→ **WHAT THIS TASK INVOLVES**
Below are some records; reproduce them exactly.

→ **Saved entries**
__________________________________________________
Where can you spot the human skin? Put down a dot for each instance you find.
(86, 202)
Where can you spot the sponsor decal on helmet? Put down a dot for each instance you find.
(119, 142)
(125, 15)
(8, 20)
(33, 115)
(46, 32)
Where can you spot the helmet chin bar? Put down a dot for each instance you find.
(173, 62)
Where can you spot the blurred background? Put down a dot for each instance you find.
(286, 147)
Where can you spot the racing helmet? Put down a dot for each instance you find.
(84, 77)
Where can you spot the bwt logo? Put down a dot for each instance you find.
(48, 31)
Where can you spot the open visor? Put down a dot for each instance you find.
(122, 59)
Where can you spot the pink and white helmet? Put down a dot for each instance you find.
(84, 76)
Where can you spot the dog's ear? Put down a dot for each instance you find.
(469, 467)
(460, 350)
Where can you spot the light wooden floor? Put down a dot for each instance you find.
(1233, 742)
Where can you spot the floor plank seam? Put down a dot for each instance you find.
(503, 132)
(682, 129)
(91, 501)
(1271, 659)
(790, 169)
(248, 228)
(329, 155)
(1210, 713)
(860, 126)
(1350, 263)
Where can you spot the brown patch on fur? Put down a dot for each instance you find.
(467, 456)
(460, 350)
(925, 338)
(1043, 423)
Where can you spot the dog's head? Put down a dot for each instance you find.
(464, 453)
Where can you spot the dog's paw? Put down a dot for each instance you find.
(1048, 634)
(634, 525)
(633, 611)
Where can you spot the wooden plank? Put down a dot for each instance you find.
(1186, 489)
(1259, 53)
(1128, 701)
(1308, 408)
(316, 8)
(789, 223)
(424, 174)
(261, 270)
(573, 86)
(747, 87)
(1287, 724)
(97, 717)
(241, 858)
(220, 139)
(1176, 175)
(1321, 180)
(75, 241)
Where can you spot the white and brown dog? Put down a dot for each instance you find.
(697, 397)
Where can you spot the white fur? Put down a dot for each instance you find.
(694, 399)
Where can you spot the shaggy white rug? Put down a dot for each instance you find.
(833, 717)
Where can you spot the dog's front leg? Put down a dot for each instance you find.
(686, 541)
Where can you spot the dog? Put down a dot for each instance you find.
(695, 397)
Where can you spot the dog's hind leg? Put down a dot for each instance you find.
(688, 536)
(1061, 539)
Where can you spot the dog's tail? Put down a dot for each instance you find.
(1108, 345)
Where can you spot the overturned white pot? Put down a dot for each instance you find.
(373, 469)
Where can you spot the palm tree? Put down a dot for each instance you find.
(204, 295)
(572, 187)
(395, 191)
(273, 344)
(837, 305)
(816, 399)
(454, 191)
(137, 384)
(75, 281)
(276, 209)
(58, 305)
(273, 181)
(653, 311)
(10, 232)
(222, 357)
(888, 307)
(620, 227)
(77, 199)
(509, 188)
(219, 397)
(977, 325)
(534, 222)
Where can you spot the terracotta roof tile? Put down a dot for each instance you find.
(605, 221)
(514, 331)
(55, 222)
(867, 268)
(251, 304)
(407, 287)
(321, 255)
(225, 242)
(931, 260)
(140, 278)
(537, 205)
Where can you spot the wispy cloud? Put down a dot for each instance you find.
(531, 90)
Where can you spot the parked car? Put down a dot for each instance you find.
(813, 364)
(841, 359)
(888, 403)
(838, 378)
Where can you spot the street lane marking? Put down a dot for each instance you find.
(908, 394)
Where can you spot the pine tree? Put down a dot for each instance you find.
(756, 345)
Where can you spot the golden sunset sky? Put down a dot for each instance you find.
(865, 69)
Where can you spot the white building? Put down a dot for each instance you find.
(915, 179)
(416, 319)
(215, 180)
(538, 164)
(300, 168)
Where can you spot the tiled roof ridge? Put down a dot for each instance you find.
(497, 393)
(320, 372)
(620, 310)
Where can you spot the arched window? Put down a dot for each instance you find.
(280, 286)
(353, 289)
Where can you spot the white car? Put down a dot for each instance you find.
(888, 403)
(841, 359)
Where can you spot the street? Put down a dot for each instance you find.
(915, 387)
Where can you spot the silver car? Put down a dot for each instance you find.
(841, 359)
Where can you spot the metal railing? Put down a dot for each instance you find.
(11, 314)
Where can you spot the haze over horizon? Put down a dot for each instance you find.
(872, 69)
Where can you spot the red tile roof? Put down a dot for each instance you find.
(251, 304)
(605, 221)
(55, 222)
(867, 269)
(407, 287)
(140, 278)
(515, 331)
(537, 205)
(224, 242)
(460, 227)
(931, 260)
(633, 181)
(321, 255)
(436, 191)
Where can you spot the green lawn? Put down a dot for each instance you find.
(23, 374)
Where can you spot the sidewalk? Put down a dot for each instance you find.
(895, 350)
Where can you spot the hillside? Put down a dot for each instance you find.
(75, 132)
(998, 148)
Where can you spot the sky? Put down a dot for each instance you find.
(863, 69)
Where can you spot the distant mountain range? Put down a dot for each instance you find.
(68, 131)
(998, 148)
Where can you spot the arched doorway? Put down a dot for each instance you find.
__________________________________________________
→ **ANSWER BELOW**
Where can you spot the human skin? Put down a dot for each instance you find.
(86, 202)
Where can you spot the sponsor decal on helmet? Put down a dot for each instance you find.
(119, 142)
(125, 15)
(8, 20)
(33, 115)
(46, 32)
Where can you spot the helmet chin bar? Put down a dot for each instance you find.
(173, 62)
Where can you spot the blurred background? Put down a dot for each instance you find.
(286, 147)
Where can you spot the racing helmet? Put down a dot for each instance you find.
(84, 77)
Where can you spot the bwt logo? Put down a dot for each instance you find.
(48, 31)
Where can you spot the open visor? Put down a dot for each instance you find.
(122, 59)
Where can you spot the pink and white helmet? Put down a dot for each instance you find.
(84, 76)
Where can you spot the dog's ear? Put down a dot for each instance you find.
(469, 467)
(460, 350)
Where can you spot the light wooden floor? Put down a dot for each instance you find.
(1233, 742)
Where can you spot the floor plank seam? Put down a dot for each instance you find.
(503, 132)
(682, 129)
(91, 501)
(1271, 659)
(790, 169)
(248, 228)
(329, 155)
(1210, 713)
(860, 126)
(1350, 263)
Where can you spot the brown patch on fur? Put down a dot for each instance you find.
(467, 456)
(460, 350)
(925, 338)
(1043, 423)
Where can you spot the dog's head? Put down a dot for each instance you find.
(464, 453)
Where can you spot the dog's paw? Put down a dot for each instance you find.
(1048, 634)
(634, 525)
(633, 611)
Where can you spot the wooden plank? Put down a dot for each instance you find.
(1186, 489)
(1259, 53)
(1128, 701)
(1308, 408)
(316, 8)
(789, 223)
(424, 174)
(261, 270)
(573, 86)
(747, 87)
(1287, 724)
(97, 717)
(241, 858)
(220, 139)
(1176, 175)
(1321, 180)
(75, 241)
Where can you spot the white and brown dog? Put down a dot for each instance you find.
(697, 397)
Where can you spot the white fur? Put down a dot for each instance you find.
(694, 399)
Where can you spot the shaggy white rug? Put down a dot for each instance you find.
(833, 717)
Where can you spot the dog's front leg? Put down a dot for each instance you find.
(686, 541)
Where can you spot the dog? Put down a dot for each instance you find.
(695, 397)
Where can you spot the dog's hind leg? Put down a dot for each instance you find.
(688, 536)
(1061, 539)
Where can you spot the dog's tail? Put down a dot for each instance you find.
(1108, 345)
Where can you spot the overturned white pot? Put down a dot for each instance you find.
(373, 469)
Where can you spot the palm tree? Put down a dot for each instance you find.
(204, 295)
(572, 187)
(395, 191)
(273, 344)
(837, 305)
(816, 399)
(454, 191)
(137, 384)
(75, 281)
(276, 209)
(58, 305)
(273, 181)
(653, 311)
(10, 232)
(222, 357)
(888, 307)
(620, 227)
(77, 199)
(509, 188)
(219, 397)
(977, 325)
(534, 222)
Where can you spot the terracotta roof tile? Put down a dot for each instance you find.
(605, 221)
(514, 331)
(55, 222)
(867, 268)
(251, 304)
(407, 287)
(321, 255)
(225, 242)
(931, 260)
(140, 278)
(537, 205)
Where can you spot the wispy cloud? Put down a dot for each instance you find.
(531, 90)
Where can you spot the parked car? Put down a dot for each instance you find.
(813, 364)
(841, 359)
(888, 403)
(838, 378)
Where can you spot the street lane marking? Put down a dot for each instance you find.
(908, 394)
Where can you spot the pine tree? Put down a dot for each instance you find.
(756, 345)
Where can you spot the golden sunset sky? Put down a dot for each instance you find.
(865, 69)
Where can you spot the white building? Put down a dot for each instance you find.
(915, 179)
(416, 319)
(215, 180)
(538, 164)
(300, 168)
Where can you spot the tiled roof ridge? Put down a dot for each instance you find.
(497, 393)
(320, 372)
(620, 310)
Where can you spot the arched window? Put down a dot for each instance you find.
(280, 286)
(353, 289)
Where can you spot the white car? Put down a dot for each instance you find.
(888, 403)
(841, 359)
Where can you spot the street? Put down a dot for each instance you find.
(915, 387)
Where can you spot the silver car? Put down a dot for each instance you find.
(841, 359)
Where can you spot the metal railing? Put down a dot for each instance you find.
(11, 314)
Where can you spot the haze over horizon? Put down a dot for each instance you find.
(872, 69)
Where can you spot the red tile roof? Put down a dot for each instance you find.
(251, 304)
(605, 221)
(55, 222)
(867, 269)
(407, 287)
(140, 278)
(515, 331)
(537, 205)
(224, 242)
(460, 227)
(931, 260)
(633, 181)
(321, 255)
(436, 191)
Where can you spot the green lawn? Put down a dot for each instance you find.
(23, 374)
Where can you spot the sidewalk? Put down a dot for each instance you find.
(895, 350)
Where can you spot the hillside? Put down a dot for each instance you find.
(75, 132)
(998, 148)
Where can you spot the sky? Put down a dot for each instance you find.
(863, 69)
Where can you spot the distant mountain range? Put down a dot for each instance you find.
(68, 131)
(998, 148)
Where can you spot the arched doorway? Put down a dot for each instance you find.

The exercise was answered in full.